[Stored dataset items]
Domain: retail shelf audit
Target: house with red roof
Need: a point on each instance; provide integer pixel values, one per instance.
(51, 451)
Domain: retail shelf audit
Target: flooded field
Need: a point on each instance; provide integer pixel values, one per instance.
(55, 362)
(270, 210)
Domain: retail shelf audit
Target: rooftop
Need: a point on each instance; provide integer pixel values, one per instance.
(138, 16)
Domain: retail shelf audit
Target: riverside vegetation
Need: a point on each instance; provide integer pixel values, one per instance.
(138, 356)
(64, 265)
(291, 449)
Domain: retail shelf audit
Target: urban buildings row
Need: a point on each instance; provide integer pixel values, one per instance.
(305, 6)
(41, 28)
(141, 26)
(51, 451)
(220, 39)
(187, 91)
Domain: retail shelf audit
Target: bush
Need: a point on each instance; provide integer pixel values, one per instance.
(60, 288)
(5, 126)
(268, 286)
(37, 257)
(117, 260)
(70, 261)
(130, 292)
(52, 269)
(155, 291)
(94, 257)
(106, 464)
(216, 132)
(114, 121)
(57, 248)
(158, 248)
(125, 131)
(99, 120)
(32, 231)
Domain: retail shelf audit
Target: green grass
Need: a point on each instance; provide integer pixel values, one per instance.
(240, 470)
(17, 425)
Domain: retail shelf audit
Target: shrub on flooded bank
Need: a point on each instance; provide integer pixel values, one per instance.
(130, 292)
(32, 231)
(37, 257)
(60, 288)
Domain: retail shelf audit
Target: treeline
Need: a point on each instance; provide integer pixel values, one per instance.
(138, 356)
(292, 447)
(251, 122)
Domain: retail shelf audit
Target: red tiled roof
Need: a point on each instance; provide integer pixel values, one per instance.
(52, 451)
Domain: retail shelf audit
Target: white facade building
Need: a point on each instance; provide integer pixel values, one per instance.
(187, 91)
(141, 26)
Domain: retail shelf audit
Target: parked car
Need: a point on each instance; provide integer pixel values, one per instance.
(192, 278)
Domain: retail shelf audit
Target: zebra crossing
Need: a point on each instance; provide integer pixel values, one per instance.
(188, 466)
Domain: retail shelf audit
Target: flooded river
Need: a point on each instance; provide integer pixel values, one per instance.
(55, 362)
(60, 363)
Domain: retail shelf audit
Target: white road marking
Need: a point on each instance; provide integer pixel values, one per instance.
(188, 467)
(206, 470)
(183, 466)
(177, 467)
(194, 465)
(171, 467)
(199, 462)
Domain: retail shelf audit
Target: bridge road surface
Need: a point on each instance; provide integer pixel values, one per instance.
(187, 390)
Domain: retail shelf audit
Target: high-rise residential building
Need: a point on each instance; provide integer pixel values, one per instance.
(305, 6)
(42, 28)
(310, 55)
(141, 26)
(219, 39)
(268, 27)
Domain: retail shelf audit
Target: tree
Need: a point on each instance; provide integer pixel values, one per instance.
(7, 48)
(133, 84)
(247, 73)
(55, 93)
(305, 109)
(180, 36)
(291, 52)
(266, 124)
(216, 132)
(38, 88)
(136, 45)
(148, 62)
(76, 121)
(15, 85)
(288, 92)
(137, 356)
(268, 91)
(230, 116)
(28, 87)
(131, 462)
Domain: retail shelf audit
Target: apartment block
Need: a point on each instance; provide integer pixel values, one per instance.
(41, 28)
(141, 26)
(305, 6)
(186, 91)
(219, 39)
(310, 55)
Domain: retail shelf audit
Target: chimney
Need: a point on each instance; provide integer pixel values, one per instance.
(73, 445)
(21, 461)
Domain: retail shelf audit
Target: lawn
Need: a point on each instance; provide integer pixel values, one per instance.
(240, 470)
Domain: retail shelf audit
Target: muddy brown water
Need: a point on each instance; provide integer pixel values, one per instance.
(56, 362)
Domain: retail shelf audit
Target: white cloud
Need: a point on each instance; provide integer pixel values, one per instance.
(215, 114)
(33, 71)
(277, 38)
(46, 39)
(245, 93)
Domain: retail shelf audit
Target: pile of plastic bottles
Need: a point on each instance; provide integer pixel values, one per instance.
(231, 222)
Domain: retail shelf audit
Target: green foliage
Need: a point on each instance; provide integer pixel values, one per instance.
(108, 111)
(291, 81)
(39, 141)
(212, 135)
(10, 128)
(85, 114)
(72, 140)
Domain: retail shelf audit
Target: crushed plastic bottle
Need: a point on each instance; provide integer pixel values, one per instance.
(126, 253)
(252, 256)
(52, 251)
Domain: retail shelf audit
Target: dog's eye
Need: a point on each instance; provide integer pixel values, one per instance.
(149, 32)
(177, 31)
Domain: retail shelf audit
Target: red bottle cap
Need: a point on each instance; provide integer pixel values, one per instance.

TASK OBJECTIVE: Reproduce the material above without altering a single character.

EXERCISE OUTPUT:
Domain: retail shelf audit
Target: house with red roof
Need: a point on each instance; provide integer pixel values, one per instance.
(51, 451)
Domain: retail shelf audit
Target: flooded field
Need: a point on each instance; provide integer pixel values, one per instance.
(55, 362)
(270, 210)
Domain: retail shelf audit
Target: rooftop
Need: a point on each instance; provide integer pixel values, one per instance.
(138, 16)
Domain: retail shelf audit
Target: riverside vegetation
Need: a point on each instance; provide integer pixel values, one per instance.
(138, 356)
(64, 265)
(291, 449)
Domain: retail shelf audit
Target: urban buildings row
Need: a point on each instance; provide integer pixel values, one per instance.
(305, 6)
(41, 28)
(141, 26)
(51, 451)
(220, 39)
(187, 91)
Domain: retail shelf audit
Target: bush
Need: a point on each instance; provide integer pixel values, one per instance.
(60, 288)
(5, 126)
(268, 286)
(37, 257)
(117, 260)
(70, 261)
(130, 292)
(52, 269)
(155, 291)
(94, 257)
(106, 464)
(216, 132)
(114, 121)
(57, 248)
(158, 248)
(125, 131)
(99, 120)
(32, 231)
Domain: retail shelf audit
Target: green grass
Need: a point on each instance; provide integer pixel values, one per instance.
(240, 470)
(17, 425)
Domain: retail shelf audit
Target: shrub on flooded bank
Need: a point on each instance; provide integer pixel values, one per instance.
(130, 292)
(32, 231)
(37, 257)
(60, 288)
Domain: retail shelf audit
Target: treeline
Need: a point on each instance; provide integer pixel values, one per instance.
(138, 356)
(292, 447)
(251, 122)
Domain: retail shelf audit
Target: red tiled roof
Need: a point on each instance; provide integer pixel values, one per instance.
(52, 451)
Domain: retail shelf audit
Target: white facade building
Need: a point on each instance; provide integer pixel values, one per instance.
(187, 91)
(141, 26)
Domain: retail shelf audit
Target: parked car
Need: a point on each instance; provide integer pixel values, one per instance.
(192, 278)
Domain: retail shelf audit
Target: zebra crossing
Need: a point on each instance; provide integer pixel values, one per instance.
(188, 466)
Domain: retail shelf audit
Target: flooded river
Need: a point on each instance; provide integer pixel values, one per instance.
(55, 362)
(60, 363)
Domain: retail shelf audit
Target: white road marking
Need: a point on each instance; provide integer pixel values, one per instance.
(188, 467)
(206, 470)
(183, 466)
(177, 467)
(194, 465)
(171, 467)
(199, 462)
Domain: retail shelf audit
Target: bridge road surface
Need: a point on each instance; provide integer pixel values, one per instance.
(187, 390)
Domain: retail shelf audit
Target: high-rise residential building
Need: a point on each instance; provide integer pixel values, one per instance.
(305, 6)
(42, 28)
(310, 55)
(141, 26)
(219, 39)
(268, 27)
Domain: retail shelf audit
Target: tree
Need: a point on each instance; provide integer pixel values, one per instance.
(7, 48)
(133, 84)
(247, 73)
(55, 93)
(305, 109)
(180, 36)
(291, 52)
(266, 124)
(216, 132)
(38, 88)
(136, 45)
(148, 62)
(76, 121)
(15, 85)
(288, 92)
(137, 356)
(268, 91)
(230, 116)
(28, 87)
(131, 462)
Domain: retail shelf audit
Target: apartment block
Need: a point on each instance; provide integer pixel values, one per instance.
(41, 28)
(141, 26)
(305, 6)
(186, 91)
(219, 39)
(310, 55)
Domain: retail shelf audit
Target: chimney
Need: a point on each instance; provide integer pixel values, one per instance.
(73, 445)
(21, 461)
Domain: retail shelf audit
Target: lawn
Need: a point on each instance; provide integer pixel values, one per instance.
(240, 470)
Domain: retail shelf audit
Target: muddy brown water
Need: a point on each instance; provide integer pixel values, one per instance.
(56, 362)
Domain: retail shelf audit
Target: white cloud
Need: a point on each instance; provide integer pixel values, one per instance.
(215, 114)
(33, 71)
(277, 38)
(46, 39)
(245, 93)
Domain: retail shelf audit
Target: pile of plastic bottles
Need: a point on each instance; provide integer pixel values, one per instance.
(231, 222)
Domain: retail shelf audit
Target: green foliage
Need: a point on each instance; provide integer pixel values, one per instance.
(108, 111)
(291, 81)
(39, 141)
(212, 135)
(10, 128)
(85, 114)
(72, 140)
Domain: retail shelf audit
Target: crushed plastic bottle
Need: a point on each instance; provide integer pixel values, one per instance.
(126, 253)
(252, 256)
(52, 251)
Domain: retail shelf audit
Target: dog's eye
Need: a point on each instance; provide integer pixel values, one per instance.
(149, 32)
(177, 31)
Domain: retail shelf audit
Target: red bottle cap
Need: a point on each instance; provide integer pixel values, one per instance.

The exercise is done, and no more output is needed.